Task goal ->
The records below are split into lines. How many of those lines contain the string "running"? Reply with the number only.

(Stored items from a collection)
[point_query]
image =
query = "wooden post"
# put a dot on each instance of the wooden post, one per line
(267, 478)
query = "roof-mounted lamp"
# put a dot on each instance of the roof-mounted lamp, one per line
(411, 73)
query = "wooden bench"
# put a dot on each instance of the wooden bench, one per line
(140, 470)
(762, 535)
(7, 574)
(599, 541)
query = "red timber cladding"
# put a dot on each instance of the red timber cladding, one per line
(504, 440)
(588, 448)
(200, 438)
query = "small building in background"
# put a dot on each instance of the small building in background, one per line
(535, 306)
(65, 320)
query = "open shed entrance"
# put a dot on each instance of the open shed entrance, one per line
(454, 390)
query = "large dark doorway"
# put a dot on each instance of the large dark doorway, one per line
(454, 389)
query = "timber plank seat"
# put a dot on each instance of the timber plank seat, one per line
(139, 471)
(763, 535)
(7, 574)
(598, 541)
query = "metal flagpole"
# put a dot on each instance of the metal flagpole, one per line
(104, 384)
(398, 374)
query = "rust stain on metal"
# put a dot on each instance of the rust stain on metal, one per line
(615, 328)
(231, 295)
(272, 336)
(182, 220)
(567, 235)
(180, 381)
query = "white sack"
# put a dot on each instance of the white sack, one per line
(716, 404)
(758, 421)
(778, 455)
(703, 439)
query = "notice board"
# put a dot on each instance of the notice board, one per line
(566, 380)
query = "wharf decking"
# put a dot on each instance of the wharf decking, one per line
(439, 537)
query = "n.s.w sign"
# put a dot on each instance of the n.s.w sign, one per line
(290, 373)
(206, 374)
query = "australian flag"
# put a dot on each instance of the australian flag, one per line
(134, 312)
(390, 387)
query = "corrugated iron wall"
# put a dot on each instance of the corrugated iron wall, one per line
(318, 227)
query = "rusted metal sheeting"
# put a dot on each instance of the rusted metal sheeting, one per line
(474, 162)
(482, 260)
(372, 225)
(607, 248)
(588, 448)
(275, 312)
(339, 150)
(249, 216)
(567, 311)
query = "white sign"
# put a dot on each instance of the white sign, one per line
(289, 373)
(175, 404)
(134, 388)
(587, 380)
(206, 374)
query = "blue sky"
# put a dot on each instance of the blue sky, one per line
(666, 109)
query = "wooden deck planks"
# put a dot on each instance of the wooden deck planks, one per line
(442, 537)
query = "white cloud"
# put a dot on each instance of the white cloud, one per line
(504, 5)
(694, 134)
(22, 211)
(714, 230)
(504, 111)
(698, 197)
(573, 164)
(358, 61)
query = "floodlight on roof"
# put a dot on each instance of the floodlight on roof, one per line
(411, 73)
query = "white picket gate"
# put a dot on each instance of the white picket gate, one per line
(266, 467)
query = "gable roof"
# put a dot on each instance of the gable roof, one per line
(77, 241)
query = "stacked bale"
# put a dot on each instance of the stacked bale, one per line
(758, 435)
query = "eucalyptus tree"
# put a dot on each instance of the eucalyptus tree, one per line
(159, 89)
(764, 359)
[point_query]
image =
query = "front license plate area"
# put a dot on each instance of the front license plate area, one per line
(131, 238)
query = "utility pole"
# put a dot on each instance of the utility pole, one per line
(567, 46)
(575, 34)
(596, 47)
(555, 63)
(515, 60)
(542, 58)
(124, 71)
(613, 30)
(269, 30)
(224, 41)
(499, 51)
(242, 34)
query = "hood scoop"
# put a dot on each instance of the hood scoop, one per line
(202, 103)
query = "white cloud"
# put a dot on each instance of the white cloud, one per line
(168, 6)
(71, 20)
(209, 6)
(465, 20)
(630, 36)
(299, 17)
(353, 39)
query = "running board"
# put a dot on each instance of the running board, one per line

Answer to the problem ->
2